Find "Would you kindly point at the go-kart" in the records that follow; print that line and each subsequent line through the last one, verbatim and with nothing added.

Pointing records
::::::::::

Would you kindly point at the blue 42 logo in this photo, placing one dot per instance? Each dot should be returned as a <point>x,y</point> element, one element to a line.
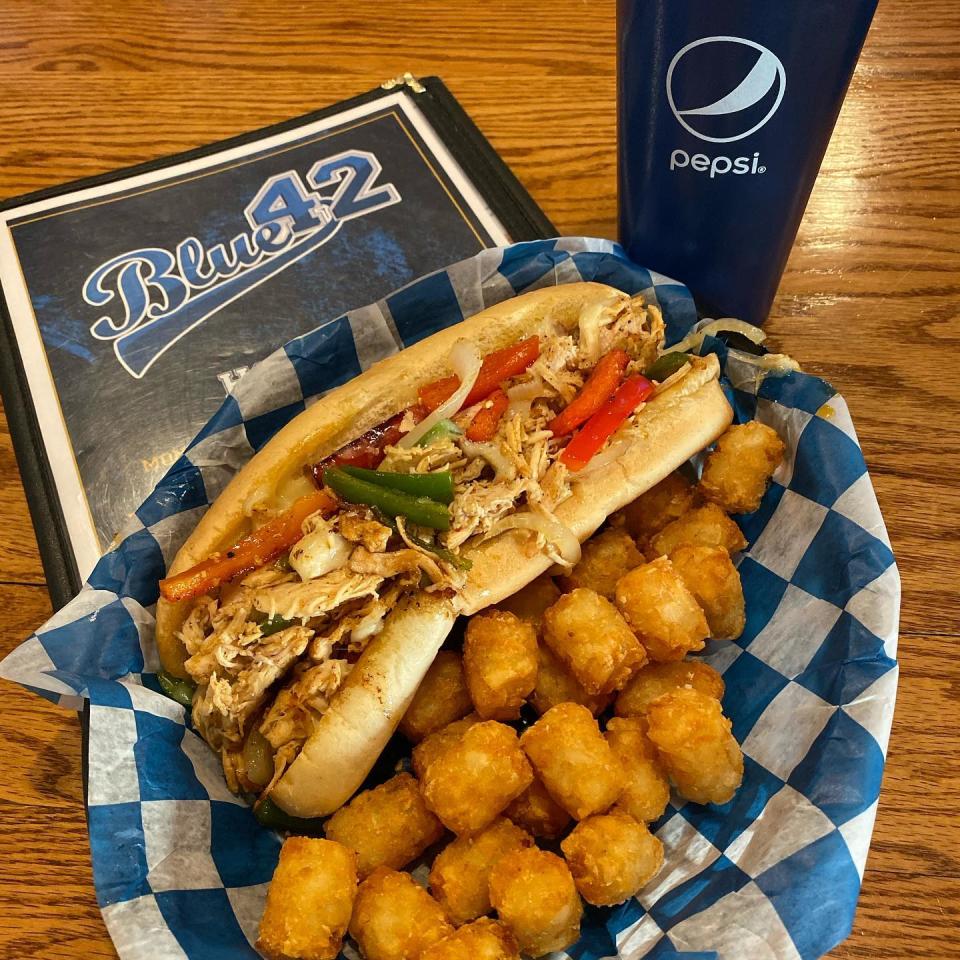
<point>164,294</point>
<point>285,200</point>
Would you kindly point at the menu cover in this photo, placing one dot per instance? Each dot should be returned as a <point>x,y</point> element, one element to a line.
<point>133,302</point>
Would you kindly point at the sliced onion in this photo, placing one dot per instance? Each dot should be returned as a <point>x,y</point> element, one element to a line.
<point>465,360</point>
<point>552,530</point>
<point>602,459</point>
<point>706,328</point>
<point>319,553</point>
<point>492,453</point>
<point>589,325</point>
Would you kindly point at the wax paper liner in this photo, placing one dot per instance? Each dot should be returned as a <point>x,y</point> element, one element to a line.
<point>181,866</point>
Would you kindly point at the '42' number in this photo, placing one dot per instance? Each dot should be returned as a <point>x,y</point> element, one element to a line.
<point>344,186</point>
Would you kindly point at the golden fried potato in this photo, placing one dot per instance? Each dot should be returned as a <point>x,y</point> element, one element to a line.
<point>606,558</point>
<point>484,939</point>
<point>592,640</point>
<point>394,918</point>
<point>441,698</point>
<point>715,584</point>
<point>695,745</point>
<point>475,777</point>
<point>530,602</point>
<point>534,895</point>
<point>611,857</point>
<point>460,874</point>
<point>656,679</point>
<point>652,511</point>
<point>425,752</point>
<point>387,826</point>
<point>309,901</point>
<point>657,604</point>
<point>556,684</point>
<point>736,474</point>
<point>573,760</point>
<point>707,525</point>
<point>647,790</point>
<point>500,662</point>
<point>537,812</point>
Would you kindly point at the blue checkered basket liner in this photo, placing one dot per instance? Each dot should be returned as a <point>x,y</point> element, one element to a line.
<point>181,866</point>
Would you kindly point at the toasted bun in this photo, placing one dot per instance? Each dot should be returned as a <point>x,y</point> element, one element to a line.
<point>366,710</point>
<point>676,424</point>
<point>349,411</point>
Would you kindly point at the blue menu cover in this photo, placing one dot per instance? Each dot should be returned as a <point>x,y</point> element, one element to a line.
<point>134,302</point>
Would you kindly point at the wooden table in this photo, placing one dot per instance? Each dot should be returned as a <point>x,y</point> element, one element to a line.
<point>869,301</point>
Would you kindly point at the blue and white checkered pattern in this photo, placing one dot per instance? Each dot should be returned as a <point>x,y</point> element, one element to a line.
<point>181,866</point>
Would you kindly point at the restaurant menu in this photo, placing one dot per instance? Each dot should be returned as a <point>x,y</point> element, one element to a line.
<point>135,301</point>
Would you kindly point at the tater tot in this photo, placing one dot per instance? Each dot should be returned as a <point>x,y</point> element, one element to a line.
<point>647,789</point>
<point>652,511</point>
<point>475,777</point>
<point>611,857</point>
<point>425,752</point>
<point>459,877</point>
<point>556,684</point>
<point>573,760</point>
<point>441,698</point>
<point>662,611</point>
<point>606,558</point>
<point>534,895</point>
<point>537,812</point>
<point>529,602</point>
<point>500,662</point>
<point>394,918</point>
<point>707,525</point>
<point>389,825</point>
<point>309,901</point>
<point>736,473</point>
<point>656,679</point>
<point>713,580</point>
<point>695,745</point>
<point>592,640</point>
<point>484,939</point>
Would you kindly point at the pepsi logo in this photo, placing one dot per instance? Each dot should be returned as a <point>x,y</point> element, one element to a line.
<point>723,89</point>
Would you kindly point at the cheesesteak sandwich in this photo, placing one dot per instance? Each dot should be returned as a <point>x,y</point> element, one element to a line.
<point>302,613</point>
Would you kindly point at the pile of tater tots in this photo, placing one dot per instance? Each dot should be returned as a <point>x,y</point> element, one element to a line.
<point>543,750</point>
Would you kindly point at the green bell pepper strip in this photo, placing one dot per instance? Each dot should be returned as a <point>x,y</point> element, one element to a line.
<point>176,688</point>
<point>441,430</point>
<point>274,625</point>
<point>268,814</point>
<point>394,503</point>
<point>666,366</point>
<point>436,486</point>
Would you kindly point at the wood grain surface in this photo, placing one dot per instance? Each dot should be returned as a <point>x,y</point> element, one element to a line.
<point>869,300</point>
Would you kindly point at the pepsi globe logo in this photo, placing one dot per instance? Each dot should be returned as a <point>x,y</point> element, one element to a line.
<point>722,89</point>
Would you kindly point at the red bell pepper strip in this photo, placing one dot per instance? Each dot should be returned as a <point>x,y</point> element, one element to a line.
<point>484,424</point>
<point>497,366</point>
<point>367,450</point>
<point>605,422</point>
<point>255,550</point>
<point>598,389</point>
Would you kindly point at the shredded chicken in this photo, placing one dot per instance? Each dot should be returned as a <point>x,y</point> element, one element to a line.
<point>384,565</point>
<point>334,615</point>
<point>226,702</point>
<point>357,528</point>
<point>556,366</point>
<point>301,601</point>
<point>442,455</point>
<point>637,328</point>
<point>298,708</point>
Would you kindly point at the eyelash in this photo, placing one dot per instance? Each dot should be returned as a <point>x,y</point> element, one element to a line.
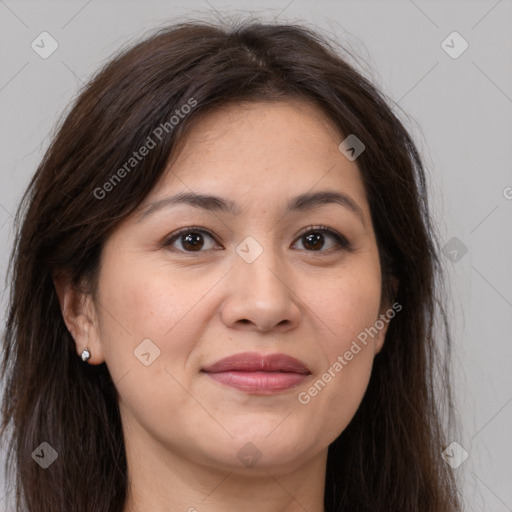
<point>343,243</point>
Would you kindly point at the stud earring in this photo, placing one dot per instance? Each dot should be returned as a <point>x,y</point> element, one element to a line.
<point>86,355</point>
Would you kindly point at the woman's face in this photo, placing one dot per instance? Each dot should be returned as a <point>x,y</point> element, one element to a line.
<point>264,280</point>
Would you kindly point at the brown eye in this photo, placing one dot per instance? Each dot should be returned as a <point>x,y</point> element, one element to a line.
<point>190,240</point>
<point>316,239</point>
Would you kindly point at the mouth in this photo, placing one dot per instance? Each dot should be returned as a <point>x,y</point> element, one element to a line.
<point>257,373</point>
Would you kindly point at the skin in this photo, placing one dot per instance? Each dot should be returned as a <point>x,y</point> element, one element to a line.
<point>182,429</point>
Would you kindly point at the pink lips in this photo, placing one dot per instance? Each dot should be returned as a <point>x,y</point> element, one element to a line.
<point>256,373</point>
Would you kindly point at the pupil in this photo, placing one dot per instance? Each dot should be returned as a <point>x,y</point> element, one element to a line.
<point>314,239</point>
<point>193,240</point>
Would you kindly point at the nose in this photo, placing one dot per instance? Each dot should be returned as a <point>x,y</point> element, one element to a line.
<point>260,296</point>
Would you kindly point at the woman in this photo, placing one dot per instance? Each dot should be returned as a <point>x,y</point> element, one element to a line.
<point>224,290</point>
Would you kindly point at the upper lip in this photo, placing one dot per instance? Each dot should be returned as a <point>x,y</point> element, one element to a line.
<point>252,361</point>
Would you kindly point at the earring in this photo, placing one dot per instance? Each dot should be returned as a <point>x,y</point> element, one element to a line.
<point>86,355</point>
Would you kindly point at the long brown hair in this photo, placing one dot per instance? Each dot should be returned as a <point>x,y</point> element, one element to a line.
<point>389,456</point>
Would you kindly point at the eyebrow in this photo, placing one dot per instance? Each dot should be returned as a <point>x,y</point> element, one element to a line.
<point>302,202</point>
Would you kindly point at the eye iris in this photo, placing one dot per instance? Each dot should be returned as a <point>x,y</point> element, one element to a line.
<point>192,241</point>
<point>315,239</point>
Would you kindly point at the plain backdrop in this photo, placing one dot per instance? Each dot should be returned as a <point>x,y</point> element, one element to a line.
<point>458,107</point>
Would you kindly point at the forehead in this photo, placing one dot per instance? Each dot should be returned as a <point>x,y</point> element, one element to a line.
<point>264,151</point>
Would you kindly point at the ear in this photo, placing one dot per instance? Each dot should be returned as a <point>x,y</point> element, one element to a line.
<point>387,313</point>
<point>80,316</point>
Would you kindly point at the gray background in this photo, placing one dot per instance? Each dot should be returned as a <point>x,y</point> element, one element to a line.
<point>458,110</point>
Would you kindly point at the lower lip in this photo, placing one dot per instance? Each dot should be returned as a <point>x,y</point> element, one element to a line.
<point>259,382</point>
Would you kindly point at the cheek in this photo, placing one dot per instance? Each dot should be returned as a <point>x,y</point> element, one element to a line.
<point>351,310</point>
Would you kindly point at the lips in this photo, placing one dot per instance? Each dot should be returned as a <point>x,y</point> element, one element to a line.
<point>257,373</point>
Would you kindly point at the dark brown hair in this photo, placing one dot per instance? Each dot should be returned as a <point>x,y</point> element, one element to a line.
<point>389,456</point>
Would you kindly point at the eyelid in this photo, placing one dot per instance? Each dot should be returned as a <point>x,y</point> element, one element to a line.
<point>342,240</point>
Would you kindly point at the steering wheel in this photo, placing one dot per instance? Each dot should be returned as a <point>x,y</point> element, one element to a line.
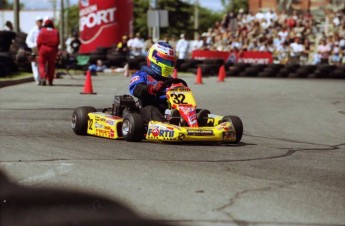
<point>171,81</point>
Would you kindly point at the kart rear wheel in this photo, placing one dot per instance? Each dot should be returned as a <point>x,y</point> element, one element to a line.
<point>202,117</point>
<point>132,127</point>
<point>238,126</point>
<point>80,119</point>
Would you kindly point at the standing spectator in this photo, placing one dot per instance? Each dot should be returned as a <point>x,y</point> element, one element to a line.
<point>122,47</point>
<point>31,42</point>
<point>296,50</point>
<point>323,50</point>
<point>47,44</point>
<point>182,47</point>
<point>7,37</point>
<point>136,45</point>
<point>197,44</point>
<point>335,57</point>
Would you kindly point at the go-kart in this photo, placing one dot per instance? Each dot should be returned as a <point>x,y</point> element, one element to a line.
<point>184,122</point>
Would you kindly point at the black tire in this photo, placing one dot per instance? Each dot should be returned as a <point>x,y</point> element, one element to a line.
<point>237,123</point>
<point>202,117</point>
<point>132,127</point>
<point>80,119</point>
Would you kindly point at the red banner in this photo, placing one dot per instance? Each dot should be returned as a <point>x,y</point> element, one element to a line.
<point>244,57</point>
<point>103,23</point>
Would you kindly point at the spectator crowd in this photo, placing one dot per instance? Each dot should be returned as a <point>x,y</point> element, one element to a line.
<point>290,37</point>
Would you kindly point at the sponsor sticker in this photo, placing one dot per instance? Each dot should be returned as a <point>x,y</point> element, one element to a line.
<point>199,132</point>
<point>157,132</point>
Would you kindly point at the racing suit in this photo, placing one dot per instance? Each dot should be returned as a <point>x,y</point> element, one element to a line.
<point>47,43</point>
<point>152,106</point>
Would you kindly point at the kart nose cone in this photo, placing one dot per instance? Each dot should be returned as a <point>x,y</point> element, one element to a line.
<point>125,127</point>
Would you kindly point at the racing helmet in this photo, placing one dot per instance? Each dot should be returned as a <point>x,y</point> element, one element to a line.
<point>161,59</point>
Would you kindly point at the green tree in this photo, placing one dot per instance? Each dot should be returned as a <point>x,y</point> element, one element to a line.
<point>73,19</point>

::::::::::

## Exercise result
Would you kindly point at the go-kart in this photo, placing one dot per instance? Each dot should be returned as a <point>x,y</point> element, one element to a line.
<point>184,122</point>
Would you kindly point at the black tire in this photo, placing one dot per instance? Each dot should be returned as a <point>x,y</point> element, one element to a line.
<point>237,123</point>
<point>202,117</point>
<point>132,127</point>
<point>80,119</point>
Would you kindly point at the red banner in this photo, placing one dot per instance? Each dot should be returned as a <point>x,y</point> element, one element to a line.
<point>244,57</point>
<point>103,23</point>
Would you kindly point at the spectator crowd in this photo, placing one dot per instance? Each dot should be returned as a <point>x,y</point> element, one element to a line.
<point>290,37</point>
Would you kindly point at the sponsor sticker in this photo, placing one dot per instance? Each dot should be returned as a <point>x,y</point> element, one element to a line.
<point>199,132</point>
<point>157,132</point>
Would you kindly point at the racing suit in this photo, placing one dot per instance? Each dot should be returned as a <point>x,y</point> element, one element to a line.
<point>47,43</point>
<point>152,106</point>
Would you kindly point at the kart nose cone in this photo, placing one dot per instance? Each dot should be returned as a <point>x,y</point> element, one element to a line.
<point>125,127</point>
Would you kindly point at the racing helmet in this photo, placing one dot per instance? Each dot should be returned as a <point>x,y</point> element, one element to a line.
<point>161,59</point>
Would you kindly point at the green tree in this photo, placing one dot per instance? Each dot should be returned as a <point>x,y</point> element, one element to a line.
<point>73,19</point>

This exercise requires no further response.